**RAW DATA:**
===

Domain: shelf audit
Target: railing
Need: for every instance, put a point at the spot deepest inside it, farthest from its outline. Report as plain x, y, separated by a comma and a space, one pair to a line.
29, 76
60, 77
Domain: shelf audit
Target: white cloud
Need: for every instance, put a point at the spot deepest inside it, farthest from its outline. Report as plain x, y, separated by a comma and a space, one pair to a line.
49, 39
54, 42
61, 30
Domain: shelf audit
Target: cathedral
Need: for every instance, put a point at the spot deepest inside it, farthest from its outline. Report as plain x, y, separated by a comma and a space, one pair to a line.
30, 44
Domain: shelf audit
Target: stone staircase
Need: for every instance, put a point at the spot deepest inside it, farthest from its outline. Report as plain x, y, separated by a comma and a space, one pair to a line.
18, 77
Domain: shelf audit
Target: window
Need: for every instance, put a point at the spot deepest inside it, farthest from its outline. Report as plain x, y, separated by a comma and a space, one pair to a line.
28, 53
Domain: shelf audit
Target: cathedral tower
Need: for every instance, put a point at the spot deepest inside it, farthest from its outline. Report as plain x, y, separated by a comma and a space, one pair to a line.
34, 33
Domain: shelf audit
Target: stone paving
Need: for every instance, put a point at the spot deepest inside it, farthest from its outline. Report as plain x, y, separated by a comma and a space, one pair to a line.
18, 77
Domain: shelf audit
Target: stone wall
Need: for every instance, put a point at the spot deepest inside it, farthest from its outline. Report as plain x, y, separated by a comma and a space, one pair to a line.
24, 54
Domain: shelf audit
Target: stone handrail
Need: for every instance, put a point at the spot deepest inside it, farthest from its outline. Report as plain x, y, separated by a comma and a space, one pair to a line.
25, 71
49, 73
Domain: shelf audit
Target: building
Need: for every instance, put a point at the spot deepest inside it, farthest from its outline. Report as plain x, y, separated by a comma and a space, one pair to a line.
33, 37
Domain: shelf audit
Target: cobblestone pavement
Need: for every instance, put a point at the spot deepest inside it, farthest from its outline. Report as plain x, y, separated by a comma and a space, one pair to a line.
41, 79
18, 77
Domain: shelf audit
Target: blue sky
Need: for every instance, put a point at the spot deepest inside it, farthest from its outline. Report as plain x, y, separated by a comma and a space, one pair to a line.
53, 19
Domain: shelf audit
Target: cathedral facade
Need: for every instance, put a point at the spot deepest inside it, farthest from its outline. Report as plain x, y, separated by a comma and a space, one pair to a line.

===

**WHAT NEEDS TO BE DONE:**
Find every line in the data above that contains the word "cathedral", and copy each of those lines in full.

**ANSWER TO THIS TASK:**
Target: cathedral
Target: cathedral tower
Target: cathedral facade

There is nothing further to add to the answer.